__ARTIKEL__:
····················
Die Analyse ergab, dass die ersten vier von insgesamt 26 Werkzeugen für 60 % der Taktzeit verantwortlich sind, alle weiteren werden nur relativ kurz eingesetzt. Damit wusste der Werkzeughersteller, wo er ansetzen muss, um die Performance nach oben zu bringen. Schon beim ersten Meeting konnte Mapal konkrete Vorschläge für die Werkzeugauslegung machen. „Man hat gemerkt, dass unsere beiden Unternehmen in diesem Bereich sehr viel Erfahrung haben und alles schnell entschieden werden kann“, berichtet Wolfgang Wenzler. 

„Natürlich haben wir bei Mapal uns Gedanken darüber gemacht, welche Werkzeuge wir angesichts der niedrigen Stückzahlen einsetzen“, erläutert Igor Ivankovic, Component Manager Chassis & Brakes bei Mapal. „Da sich bei einzelnen Bearbeitungen die Schnitte doch zu langen Wegen addierten, führte kein Weg an PKD vorbei.“ Für den ersten Bearbeitungsschritt wurde mit dem Hochvorschubfräser NeoMill-2-HiFeed noch ein Standardwerkzeug mit Hartmetall-Wendeschneidplatten gewählt. Mit einer maximalen Schnitttiefe von 17 mm fräst er die beim Gießen stehen gebliebenen Steiger weg.
····················
__AUFGABENLISTE__:
- A) Gib den Abschnitt des Artikels über die Werkzeugauslegung bei Mapal von „Die Analyse ergab, dass“ bis „berichtet Wolfgang Wenzler.“ wieder und ersetze dabei „Meeting“ durch „Treffen“.
- B) Schreibe den Artikel über die Werkzeugauswahl bei Mapal im Anschluss an seinen letzten Satz weiter.
Die Daten werden hierfür nicht gebraucht.
····················
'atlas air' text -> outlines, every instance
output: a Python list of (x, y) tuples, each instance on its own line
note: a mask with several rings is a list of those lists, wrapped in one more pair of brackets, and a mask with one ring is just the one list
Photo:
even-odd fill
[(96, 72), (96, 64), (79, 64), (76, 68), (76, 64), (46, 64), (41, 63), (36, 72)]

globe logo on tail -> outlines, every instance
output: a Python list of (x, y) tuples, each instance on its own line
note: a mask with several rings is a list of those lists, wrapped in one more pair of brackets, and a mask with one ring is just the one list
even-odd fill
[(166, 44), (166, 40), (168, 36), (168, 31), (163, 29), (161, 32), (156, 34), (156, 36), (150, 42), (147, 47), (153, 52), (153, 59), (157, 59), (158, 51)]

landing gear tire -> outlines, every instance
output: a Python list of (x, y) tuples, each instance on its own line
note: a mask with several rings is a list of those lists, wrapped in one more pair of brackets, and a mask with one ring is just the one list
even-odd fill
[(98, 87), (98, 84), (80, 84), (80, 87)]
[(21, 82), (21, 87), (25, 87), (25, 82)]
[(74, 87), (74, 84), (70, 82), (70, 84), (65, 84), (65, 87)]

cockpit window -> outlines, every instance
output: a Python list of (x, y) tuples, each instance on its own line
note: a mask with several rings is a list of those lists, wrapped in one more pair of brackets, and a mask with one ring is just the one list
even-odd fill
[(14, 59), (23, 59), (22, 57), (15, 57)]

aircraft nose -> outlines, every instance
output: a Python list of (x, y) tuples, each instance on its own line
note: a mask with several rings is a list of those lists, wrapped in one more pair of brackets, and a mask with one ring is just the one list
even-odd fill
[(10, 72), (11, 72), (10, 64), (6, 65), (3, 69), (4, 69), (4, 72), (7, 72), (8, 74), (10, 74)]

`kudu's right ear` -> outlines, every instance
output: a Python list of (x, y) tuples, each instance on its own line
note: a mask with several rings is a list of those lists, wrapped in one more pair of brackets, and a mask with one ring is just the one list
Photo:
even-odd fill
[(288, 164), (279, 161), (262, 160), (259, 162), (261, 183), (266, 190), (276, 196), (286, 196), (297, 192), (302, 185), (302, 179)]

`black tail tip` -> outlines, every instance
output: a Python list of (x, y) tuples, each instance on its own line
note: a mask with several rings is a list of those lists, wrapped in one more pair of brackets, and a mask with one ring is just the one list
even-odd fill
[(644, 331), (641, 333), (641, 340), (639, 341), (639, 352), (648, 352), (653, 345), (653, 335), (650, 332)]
····················
__ERGEBNISSE JE AUFGABE__:
- A)
Die Analyse ergab, dass die ersten vier von insgesamt 26 Werkzeugen für 60 % der Taktzeit verantwortlich sind, alle weiteren werden nur relativ kurz eingesetzt. Damit wusste der Werkzeughersteller, wo er ansetzen muss, um die Performance nach oben zu bringen. Schon beim ersten Treffen konnte Mapal konkrete Vorschläge für die Werkzeugauslegung machen. „Man hat gemerkt, dass unsere beiden Unternehmen in diesem Bereich sehr viel Erfahrung haben und alles schnell entschieden werden kann“, berichtet Wolfgang Wenzler.

- B)
Als nächstes bearbeitet ein PKD-bestückter SPM-Fräser verschiedene Konturen. Um hohe Rampenwinkel beim Helixfräsen fahren zu können, ist das Werkzeug stirnseitig freigestellt. Die Vorbearbeitung der Bohrung reduziert die auftretenden Zerspankräfte und bietet bei undefinierter Aufmaßsituation mehr Flexibilität. Für die Fertigbearbeitung der Fahrschemellager als drittem Bearbeitungsschritt arbeitete Mapal vier mögliche PKD-Lösungen aus. Da bei der Projektauslegung noch nicht bekannt war, wie die Fahrschemellager eingepresst werden, wählte man für das Aufbohrwerkzeug eine flexible Sonderlösung mit wechselbaren PKD-Schneidplatten, die sich im Radius verstellen lassen. Das vierte Werkzeug schließlich ist ein PKD-Zirkularfräser für die Bearbeitung der Sturzstrebe, ebenfalls ein Sonderwerkzeug. Die definierte Schneidkantenbearbeitung eliminiert Vibrationen, die aus dem Bauteil oder der langen Auskraglänge des Werkzeugs entstehen können. Alle Werkzeuge sind optimal auf den Einsatz mit Minimalmengenschmierung ausgelegt.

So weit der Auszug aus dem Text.